▸ What you need to do:
Copy out every record below, substituting "Point-labeling job" for each occurrence of "Keypoint task" and leaving everything else unchanged.

___ Data extract

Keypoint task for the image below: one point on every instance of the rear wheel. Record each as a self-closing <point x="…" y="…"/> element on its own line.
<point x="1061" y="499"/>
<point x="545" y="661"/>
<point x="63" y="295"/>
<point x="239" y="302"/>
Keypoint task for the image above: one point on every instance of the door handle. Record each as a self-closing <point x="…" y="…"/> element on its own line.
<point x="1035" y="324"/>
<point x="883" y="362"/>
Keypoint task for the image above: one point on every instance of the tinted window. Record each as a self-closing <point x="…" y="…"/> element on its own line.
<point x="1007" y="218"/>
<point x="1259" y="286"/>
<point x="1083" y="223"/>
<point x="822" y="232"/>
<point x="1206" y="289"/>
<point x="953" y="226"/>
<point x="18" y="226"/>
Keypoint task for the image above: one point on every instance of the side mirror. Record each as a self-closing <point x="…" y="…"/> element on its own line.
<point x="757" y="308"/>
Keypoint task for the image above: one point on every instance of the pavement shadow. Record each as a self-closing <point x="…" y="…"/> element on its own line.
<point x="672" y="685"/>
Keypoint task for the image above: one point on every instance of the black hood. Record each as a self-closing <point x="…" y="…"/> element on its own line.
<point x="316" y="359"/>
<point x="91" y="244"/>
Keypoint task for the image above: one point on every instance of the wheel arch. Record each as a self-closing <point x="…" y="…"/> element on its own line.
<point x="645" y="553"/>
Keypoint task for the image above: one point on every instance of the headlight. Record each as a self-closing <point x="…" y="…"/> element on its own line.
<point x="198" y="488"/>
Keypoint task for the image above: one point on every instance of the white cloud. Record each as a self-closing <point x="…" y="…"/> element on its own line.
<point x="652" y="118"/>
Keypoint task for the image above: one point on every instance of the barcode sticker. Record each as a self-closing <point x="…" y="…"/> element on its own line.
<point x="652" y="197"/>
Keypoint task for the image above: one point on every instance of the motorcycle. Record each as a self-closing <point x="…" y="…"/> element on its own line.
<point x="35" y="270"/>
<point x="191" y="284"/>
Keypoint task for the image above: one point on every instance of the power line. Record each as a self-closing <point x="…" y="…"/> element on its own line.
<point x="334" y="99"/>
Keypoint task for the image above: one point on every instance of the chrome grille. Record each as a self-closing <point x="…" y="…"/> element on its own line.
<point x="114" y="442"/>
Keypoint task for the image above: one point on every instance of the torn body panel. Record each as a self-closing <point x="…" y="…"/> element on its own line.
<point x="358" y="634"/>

______

▸ Output for this exercise:
Point-labeling job for the image below: one point on every instance of the rear wheel. Record each as a self-closing <point x="…" y="…"/> element on its own line.
<point x="1061" y="499"/>
<point x="545" y="661"/>
<point x="63" y="295"/>
<point x="239" y="302"/>
Point-labeling job for the image above: one point on every instance of the door handle. Record each as a self-closing <point x="…" y="…"/> element on its own line.
<point x="1035" y="324"/>
<point x="883" y="362"/>
Point-labeling job for the image above: one point on every instance of the tinted window. Record each as a self-closing <point x="…" y="…"/> element on its own line.
<point x="1007" y="218"/>
<point x="1259" y="286"/>
<point x="1083" y="223"/>
<point x="822" y="232"/>
<point x="1206" y="289"/>
<point x="953" y="226"/>
<point x="18" y="226"/>
Point-labeling job for the image above: one point on every instance of the side mirror. Record each as a self-closing <point x="…" y="…"/> element on its own line.
<point x="757" y="308"/>
Point-labeling job for the image above: one point on every instance of the pavement shadow. Record each as a self-closing <point x="…" y="…"/> element on its own line.
<point x="672" y="685"/>
Point-labeling job for the image above: one point on every instance of the black hood. Record each as a self-closing <point x="…" y="…"/> element on its own line.
<point x="316" y="359"/>
<point x="91" y="244"/>
Point-labeling job for the image above: one point on every instance of the wheel arch. Record each as a self-closing <point x="…" y="…"/> element on its own line.
<point x="645" y="553"/>
Point-labeling job for the image above: one point on every instance of the headlight. Record each as a self-closing <point x="…" y="…"/> element on its own line.
<point x="198" y="488"/>
Point-labeling job for the image above: one point on every instance of the white cloud. Record each as a self-closing <point x="…" y="…"/> element on its own line.
<point x="652" y="118"/>
Point-labeling job for the image above: one point on every instance of the barcode sticker. Record each as a self-closing <point x="…" y="…"/> element on its own line.
<point x="652" y="197"/>
Point-labeling job for the image above: one point on every instance of the motorcycle. Record each as a self-closing <point x="…" y="…"/> element on its own line.
<point x="35" y="270"/>
<point x="191" y="284"/>
Point-labeling job for the image above: one point on every instance of the power line. Record each as a self-closing <point x="…" y="…"/> element on its own line.
<point x="334" y="99"/>
Point-labeling job for the image above: one point on every instance of the chrome grille. Record each as a self-closing <point x="…" y="…"/> element on its own line.
<point x="114" y="442"/>
Point-labeling job for the image above: one point on every instance of the torn body panel. Record each as a self-closing <point x="…" y="…"/> element on its own line.
<point x="358" y="634"/>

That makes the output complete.